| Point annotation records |

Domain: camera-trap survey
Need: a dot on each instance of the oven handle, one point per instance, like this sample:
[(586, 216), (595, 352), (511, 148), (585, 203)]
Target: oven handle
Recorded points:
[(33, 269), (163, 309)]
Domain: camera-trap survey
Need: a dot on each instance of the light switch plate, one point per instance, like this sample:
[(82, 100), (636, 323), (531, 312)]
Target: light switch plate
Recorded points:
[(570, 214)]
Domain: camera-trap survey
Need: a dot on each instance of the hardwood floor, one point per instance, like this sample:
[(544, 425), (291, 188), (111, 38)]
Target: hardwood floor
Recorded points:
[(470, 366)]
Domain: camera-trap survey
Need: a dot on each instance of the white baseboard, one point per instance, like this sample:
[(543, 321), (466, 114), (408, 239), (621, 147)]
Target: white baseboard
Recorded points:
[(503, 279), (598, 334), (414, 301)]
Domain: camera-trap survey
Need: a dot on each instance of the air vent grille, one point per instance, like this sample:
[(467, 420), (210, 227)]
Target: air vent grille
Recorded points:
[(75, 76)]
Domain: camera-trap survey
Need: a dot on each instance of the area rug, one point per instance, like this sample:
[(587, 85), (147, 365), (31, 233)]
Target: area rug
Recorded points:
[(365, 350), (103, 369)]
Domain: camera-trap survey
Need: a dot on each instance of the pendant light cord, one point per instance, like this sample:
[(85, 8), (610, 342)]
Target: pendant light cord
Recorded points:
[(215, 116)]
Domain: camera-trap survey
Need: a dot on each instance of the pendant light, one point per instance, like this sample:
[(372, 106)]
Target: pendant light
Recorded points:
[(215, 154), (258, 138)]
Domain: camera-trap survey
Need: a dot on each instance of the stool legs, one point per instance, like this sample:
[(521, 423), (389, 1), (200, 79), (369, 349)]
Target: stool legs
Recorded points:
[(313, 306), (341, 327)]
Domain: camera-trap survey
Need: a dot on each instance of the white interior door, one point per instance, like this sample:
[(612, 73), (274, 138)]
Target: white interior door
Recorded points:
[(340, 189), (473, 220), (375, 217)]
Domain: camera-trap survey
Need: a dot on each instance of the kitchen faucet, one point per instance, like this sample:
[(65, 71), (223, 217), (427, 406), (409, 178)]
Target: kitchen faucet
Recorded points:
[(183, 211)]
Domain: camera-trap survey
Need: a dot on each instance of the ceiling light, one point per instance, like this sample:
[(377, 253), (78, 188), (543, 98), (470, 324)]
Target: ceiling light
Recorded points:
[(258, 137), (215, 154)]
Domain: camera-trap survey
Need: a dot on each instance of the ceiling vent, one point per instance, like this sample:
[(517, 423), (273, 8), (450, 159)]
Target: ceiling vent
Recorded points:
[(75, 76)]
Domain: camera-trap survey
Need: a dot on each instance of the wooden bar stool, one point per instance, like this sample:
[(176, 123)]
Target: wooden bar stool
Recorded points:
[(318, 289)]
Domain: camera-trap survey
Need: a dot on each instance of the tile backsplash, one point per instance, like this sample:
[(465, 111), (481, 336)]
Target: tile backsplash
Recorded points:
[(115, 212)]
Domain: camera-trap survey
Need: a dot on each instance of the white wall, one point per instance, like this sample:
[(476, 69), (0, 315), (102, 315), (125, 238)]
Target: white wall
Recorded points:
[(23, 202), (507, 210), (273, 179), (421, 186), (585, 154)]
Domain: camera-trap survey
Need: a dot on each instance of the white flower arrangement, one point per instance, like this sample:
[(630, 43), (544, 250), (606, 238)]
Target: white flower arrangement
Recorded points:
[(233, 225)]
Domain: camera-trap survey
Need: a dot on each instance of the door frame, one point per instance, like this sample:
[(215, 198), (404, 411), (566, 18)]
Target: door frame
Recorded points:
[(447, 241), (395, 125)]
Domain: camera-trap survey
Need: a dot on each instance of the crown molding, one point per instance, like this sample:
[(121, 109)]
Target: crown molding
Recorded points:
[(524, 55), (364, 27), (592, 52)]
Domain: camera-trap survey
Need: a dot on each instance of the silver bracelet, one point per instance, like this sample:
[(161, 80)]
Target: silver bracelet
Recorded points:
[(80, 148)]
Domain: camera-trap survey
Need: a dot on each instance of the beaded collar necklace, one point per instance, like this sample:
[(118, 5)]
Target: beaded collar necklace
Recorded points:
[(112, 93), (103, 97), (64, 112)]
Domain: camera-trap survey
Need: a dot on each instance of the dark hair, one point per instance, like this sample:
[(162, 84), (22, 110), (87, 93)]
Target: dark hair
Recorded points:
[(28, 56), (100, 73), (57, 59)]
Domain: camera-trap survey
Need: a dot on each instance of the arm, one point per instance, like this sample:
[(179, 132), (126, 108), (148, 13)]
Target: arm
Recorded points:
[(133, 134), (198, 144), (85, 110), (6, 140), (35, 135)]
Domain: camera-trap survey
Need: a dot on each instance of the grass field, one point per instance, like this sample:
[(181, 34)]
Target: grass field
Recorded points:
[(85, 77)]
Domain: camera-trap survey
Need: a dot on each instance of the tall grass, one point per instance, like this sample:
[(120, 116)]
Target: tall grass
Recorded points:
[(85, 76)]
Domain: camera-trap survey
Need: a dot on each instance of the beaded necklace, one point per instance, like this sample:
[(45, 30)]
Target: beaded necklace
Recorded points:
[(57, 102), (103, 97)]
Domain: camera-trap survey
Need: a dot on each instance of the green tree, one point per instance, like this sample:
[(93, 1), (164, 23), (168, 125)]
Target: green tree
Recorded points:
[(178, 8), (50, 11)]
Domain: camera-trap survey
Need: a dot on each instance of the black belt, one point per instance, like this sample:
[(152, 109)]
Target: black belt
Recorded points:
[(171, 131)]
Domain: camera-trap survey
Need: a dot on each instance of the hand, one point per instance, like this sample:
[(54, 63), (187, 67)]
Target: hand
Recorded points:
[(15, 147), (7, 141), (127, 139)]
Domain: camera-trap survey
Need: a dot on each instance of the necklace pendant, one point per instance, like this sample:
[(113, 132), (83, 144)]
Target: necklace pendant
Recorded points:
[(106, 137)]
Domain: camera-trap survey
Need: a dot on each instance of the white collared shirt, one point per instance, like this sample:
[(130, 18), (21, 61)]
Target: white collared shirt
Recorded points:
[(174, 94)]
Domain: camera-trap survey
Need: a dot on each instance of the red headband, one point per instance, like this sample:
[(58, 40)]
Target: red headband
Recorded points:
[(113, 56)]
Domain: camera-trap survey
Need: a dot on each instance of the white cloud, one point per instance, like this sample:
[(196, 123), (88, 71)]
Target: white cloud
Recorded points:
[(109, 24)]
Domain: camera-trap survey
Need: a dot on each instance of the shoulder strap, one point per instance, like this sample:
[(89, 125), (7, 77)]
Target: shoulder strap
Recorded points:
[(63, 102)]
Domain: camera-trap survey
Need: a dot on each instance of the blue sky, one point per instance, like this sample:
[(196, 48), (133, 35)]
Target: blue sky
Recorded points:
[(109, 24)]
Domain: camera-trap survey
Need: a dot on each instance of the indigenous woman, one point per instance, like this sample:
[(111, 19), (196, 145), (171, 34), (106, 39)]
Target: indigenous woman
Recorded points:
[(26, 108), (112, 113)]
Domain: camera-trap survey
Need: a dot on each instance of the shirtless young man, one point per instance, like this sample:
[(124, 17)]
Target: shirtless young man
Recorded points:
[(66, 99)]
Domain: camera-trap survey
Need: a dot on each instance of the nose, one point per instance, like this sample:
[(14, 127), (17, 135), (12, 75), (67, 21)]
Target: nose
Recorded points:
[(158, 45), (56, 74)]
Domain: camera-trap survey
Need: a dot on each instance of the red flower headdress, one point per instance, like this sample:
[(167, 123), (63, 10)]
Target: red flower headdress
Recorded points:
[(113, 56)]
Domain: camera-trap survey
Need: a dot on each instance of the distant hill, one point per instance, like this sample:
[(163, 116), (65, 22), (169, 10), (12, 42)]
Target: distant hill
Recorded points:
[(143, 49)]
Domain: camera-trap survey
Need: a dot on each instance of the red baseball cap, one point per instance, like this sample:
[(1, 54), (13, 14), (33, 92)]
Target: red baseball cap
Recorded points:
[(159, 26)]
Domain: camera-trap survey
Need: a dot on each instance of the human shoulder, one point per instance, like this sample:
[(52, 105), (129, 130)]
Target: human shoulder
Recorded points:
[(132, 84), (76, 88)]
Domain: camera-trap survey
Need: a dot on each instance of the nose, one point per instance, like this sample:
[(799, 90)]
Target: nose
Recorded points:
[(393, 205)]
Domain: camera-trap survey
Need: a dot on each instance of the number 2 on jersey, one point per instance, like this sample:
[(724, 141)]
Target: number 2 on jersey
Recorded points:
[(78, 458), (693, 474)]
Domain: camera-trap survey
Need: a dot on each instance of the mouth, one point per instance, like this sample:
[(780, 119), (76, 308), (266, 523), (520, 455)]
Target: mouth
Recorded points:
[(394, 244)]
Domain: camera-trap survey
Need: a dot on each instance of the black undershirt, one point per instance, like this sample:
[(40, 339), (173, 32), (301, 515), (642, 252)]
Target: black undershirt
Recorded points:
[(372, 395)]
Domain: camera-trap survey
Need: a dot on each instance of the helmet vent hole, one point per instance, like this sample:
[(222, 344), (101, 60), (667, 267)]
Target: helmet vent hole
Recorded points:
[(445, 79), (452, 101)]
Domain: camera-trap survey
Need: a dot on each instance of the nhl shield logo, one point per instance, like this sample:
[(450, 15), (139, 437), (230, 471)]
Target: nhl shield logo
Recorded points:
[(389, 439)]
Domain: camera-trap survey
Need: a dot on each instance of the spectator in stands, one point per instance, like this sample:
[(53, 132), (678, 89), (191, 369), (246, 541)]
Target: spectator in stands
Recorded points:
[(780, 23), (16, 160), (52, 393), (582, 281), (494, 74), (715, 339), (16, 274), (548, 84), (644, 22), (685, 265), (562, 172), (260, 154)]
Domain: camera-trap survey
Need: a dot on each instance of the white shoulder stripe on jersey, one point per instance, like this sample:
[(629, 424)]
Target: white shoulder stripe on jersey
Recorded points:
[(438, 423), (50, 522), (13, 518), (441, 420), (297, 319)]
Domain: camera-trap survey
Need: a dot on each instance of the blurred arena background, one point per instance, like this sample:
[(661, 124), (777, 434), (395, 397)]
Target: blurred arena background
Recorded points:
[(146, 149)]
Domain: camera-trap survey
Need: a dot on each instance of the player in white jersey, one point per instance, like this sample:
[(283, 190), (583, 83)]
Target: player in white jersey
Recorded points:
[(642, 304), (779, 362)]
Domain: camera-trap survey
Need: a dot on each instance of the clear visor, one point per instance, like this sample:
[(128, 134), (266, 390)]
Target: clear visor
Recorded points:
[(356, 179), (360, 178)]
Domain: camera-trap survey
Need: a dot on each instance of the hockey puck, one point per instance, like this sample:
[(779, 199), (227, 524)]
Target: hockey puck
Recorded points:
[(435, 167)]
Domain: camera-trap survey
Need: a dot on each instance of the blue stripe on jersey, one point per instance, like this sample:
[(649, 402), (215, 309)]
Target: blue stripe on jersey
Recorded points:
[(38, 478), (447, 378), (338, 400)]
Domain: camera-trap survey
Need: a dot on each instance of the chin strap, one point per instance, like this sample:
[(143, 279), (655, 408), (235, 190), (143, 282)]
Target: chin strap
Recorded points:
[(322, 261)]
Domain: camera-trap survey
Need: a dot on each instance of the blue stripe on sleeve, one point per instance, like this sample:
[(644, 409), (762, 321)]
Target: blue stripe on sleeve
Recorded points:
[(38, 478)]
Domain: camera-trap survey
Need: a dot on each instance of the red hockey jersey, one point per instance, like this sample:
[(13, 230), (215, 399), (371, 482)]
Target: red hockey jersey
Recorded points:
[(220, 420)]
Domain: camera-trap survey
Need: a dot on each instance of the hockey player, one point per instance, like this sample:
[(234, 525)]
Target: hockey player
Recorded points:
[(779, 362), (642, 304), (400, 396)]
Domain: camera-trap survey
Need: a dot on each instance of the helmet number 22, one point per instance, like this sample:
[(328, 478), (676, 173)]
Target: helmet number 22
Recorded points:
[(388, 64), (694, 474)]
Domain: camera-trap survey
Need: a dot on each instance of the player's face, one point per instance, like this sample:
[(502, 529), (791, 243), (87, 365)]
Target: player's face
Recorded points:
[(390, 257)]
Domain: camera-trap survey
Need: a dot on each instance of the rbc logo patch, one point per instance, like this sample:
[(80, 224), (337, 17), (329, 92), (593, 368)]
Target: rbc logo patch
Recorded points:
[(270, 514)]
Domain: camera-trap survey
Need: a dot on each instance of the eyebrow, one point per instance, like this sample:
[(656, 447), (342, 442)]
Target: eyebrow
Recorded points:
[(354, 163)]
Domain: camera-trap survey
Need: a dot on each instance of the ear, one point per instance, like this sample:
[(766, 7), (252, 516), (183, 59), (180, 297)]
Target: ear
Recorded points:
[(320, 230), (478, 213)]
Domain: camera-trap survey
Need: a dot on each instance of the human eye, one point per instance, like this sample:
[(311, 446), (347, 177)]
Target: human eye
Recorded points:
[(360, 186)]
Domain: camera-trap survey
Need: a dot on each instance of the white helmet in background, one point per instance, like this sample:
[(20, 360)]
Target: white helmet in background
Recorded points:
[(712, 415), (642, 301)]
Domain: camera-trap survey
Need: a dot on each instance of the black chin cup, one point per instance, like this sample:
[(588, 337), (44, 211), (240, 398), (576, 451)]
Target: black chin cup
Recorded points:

| Aim of the exercise |
Locate each line in the records that contains the string "floor", treating uppercase and lowercase letters as different, and copy every such line.

| The response |
Need: a dot on each instance of the hardwood floor, one point per instance, like this sample:
Target: hardwood floor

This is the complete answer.